### INSTRUCTIONS FOR THE TASK
Render the lines of the data below as a JSON list of strings, one string per line, with blank lines omitted. Begin at the line that contains "Indicate the cloud." and stop after the line that contains "column 351, row 658".

(Object pointing data rows)
--------------------------------------------------

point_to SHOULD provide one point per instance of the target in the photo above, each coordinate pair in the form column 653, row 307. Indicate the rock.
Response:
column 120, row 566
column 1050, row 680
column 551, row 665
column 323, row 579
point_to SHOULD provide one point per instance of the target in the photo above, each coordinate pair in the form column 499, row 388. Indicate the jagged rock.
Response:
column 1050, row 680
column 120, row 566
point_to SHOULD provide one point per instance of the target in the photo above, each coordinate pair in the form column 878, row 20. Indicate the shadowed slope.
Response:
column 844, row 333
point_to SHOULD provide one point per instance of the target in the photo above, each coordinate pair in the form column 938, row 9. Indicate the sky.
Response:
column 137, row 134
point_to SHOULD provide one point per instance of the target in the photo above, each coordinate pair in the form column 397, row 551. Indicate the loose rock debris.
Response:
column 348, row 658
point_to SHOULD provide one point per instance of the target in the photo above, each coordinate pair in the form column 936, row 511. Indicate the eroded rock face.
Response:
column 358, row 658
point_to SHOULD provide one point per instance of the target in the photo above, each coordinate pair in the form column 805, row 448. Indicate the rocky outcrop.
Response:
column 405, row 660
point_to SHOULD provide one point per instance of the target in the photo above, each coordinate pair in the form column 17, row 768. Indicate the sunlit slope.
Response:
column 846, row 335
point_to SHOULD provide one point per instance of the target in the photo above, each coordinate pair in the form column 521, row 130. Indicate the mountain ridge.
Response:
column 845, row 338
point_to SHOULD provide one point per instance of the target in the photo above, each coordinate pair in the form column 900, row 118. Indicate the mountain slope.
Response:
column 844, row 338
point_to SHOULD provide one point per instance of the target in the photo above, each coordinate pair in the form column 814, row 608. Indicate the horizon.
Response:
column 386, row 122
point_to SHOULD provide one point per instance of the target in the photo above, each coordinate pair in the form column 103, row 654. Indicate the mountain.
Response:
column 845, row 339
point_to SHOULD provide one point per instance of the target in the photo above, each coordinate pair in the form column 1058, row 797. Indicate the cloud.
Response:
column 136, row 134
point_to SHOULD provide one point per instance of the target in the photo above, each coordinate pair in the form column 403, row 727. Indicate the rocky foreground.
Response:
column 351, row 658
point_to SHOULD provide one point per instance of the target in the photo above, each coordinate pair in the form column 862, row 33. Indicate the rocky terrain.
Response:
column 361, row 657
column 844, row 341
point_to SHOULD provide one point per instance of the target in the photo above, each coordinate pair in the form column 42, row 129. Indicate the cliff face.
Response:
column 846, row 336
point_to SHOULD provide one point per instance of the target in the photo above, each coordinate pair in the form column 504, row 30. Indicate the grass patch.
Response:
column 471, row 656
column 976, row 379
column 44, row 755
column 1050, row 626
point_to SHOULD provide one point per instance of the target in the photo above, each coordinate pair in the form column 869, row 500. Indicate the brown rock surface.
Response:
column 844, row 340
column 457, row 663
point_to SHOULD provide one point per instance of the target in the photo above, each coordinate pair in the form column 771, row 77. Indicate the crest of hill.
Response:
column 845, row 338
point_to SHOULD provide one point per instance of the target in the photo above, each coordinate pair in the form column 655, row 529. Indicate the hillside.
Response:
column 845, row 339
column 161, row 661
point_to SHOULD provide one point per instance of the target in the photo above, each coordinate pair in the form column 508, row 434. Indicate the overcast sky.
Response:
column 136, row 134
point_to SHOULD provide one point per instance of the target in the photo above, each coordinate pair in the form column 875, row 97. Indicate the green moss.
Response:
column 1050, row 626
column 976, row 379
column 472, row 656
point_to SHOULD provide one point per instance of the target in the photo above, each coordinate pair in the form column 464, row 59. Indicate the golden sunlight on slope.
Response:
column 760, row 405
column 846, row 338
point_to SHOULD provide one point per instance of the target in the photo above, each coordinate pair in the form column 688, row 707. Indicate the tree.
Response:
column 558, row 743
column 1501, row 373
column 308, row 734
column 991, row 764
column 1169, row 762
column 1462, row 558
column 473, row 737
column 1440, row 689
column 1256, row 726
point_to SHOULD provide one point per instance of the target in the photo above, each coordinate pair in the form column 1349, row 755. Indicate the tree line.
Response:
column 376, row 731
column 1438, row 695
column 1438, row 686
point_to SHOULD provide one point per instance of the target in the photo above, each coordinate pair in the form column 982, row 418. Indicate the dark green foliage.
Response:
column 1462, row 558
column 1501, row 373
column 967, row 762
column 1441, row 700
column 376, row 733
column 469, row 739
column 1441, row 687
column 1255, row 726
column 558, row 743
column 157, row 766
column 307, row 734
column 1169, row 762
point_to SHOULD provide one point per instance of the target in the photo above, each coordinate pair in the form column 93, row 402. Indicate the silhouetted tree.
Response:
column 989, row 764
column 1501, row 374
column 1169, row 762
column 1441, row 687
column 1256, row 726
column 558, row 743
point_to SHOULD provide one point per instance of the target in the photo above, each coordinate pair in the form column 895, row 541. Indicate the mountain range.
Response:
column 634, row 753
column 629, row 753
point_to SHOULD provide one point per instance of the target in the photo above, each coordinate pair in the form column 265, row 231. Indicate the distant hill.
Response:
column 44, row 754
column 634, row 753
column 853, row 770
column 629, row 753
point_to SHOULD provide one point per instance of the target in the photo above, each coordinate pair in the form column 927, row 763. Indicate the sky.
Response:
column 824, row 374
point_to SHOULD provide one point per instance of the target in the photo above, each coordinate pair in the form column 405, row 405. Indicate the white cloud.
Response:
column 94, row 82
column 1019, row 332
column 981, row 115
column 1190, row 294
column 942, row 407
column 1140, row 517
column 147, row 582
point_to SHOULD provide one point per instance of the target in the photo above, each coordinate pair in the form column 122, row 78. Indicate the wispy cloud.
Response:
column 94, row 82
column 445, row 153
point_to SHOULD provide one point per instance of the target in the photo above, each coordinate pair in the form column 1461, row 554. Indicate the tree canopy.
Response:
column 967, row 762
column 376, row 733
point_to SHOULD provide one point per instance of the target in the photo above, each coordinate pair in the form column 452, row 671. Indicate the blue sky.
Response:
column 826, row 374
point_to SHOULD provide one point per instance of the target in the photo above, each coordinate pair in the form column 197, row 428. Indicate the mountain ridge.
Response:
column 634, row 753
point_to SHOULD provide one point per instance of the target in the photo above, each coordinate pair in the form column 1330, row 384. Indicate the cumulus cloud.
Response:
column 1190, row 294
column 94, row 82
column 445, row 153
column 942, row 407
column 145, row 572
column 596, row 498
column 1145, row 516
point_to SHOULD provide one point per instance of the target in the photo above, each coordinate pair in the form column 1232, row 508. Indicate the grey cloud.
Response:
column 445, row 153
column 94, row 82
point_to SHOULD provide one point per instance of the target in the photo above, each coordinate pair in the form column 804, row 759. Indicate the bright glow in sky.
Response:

--------------------------------------------------

### SOLVED EXERCISE
[
  "point_to SHOULD provide one point per instance of the target in the photo above, each coordinate pair in the form column 1058, row 797. Indicate the cloud.",
  "Response:",
  "column 136, row 134",
  "point_to SHOULD provide one point per instance of the target in the photo above, each coordinate pair in the form column 403, row 727. Indicate the rocky foreground.",
  "Response:",
  "column 351, row 658"
]